SUPPLIED PASSAGE:
----------------------------------------

Any .exe file will trigger warning signs (and rightfully so), but I assure you there is nothing malicious whatsoever about this software!

----------


## 2kaud

> how the program runs and feels on your computer


Once downloaded, runs OK with Windows 7.




> I'd love to know if this program helped you understand algebraic concepts in a deeper way!


Not really. I'm not a fan of Algebra tiles - or other 'gimmicks'. I prefer the old way of algebra symbol manipulation and learning the rules! What's wrong with pen and paper?

PS I did my A' level maths and university maths in the 1970's. IMO the syllabus and exams today are much easier than they were then!

----------


## CalfordMath

> I prefer the old way of algebra symbol manipulation and learning the rules! What's wrong with pen and paper?


I too learned algebra in a far less visual way, memorizing rules and applying them to solve problems.  I think there can be a danger in trying to teach math so broadly from such a variety of approaches (geometric, kinesthetic, graphical, allegorical...)  that students are left with little mastery in any one particular method, and a lack the repetition of practice to build proficiency.  Multiplication facts, for an easy example, are necessary to successfully factor quadratic expressions.  A student that doesn't have these on quick recall will struggle to find ways to "multiply to c, yet add to b".  

On the other hand, I see great value in having the rules of algebra 'discovered' or 'necessitated' or at least explained in a way that clicks with students' intuition.  It wasn't until I was in teachers' college (pre-service education as they now call it) that I understood why the algebraic process of turning standard form quadratics to vertex form was called 'completing the square'.  It made such sense to see the quantities for x^2 and bx modelled as rectangular areas.   The whole rule "add and subtract the square of half b" was no longer a blindly followed rule.  I think algebra tiles are a nice visual (and game-ified) way for students to discover the rules for simple integer cases, so that they can move beyond these to rational number cases where a visual model makes less sense.

Some students learn best visually (and would prefer to see a parabola moving dynamically as they drag sliders/scrollbars to change the functions parameters, while others prefer a logical derivation on paper.

----------------------------------------

STORED DATA:

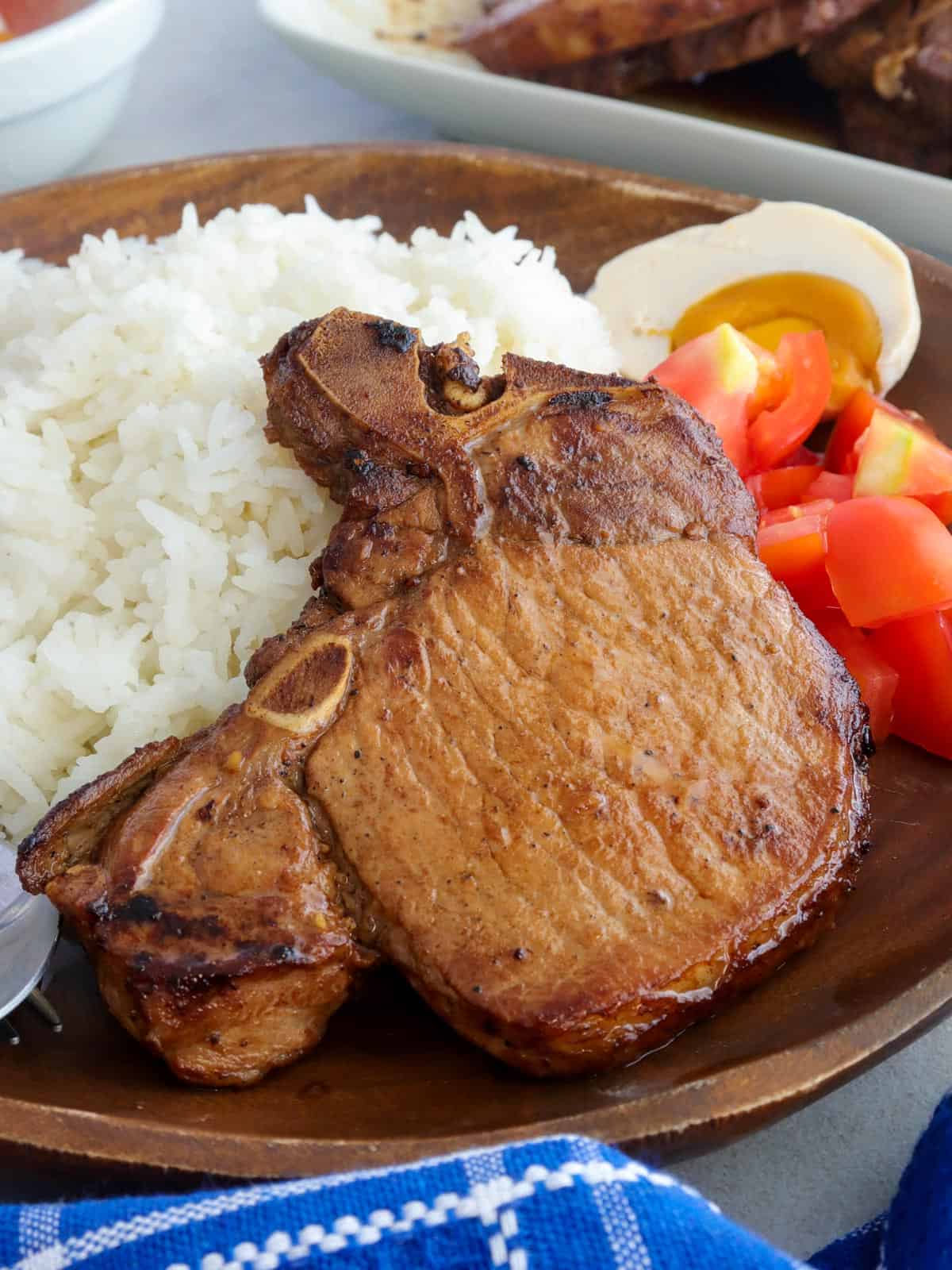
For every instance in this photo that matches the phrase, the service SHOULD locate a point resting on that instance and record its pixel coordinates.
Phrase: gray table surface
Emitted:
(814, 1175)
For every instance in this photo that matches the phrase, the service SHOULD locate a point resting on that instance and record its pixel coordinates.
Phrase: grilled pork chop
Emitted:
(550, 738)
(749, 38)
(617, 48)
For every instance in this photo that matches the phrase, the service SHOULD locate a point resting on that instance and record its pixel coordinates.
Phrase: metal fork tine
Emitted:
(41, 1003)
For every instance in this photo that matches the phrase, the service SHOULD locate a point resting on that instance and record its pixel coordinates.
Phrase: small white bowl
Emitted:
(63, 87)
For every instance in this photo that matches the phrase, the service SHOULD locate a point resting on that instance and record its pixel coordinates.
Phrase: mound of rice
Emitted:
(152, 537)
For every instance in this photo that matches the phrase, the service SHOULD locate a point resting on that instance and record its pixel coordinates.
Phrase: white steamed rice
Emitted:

----------------------------------------

GIVEN REQUEST 1:
Answer these from the algebra tiles thread:
(a) Which version of Windows did 2kaud say the program runs OK with?
(b) In which decade did 2kaud do A' level and university maths?
(c) What did CalfordMath not understand until teachers' college?
GIVEN REQUEST 2: Retype the algebra tiles thread between "Once downloaded, runs" and "they were then!", inclusive.
GIVEN REQUEST 3: Continue the algebra tiles thread, picking up after its last sentence.
The records have no connection to the algebra tiles thread.

ANSWER 1:
(a) Windows 7.
(b) The 1970s.
(c) Why the algebraic process of turning standard form quadratics into vertex form was called "completing the square."

ANSWER 2:
Once downloaded, runs OK with Windows 7.




> I'd love to know if this program helped you understand algebraic concepts in a deeper way!


Not really. I'm not a fan of Algebra tiles - or other 'gimmicks'. I prefer the old way of algebra symbol manipulation and learning the rules! What's wrong with pen and paper?

PS I did my A' level maths and university maths in the 1970's. IMO the syllabus and exams today are much easier than they were then!

ANSWER 3:
Personally, I find it fascinating that math concepts can be explained and modelled in such diverse ways!  I think the mark of deep understanding is a student who can make connections between multiple representations... explaining how the features of a graph match the equation.  From a coding perspective, I wanted to create drag-and-droppable tiles that snapped together and disallowed overlap.  Creating the this snap action was the toughest part of the code!  I used the intersection of rectangle objects to detect close by tiles, and calculated the shortest snap distance that wouldn't cause an overlap.  Quite a bit of math is involved in making math games!  I know I reinvent the wheel at times, but that's why I love coding in the first place... the challenge of it.  

Thanks very much for taking the time to try the program!

----------


## 2kaud

> and would prefer to see a parabola moving dynamically as they drag sliders/scrollbars to change the functions parameters,


The area of graphing of functions is one that I agree is very useful with a computer. I remember writing Basic programs at school to try to graph the hyperbolic functions onto a paper roll used in the tele-type (basically a glorified electric typewriter) that was connected to the computer. It could only output printable characters within a width of 80. The program produced a series of '*' on the paper which were then connected together manually using a pen to produce the 'graph'. Ah the good old days....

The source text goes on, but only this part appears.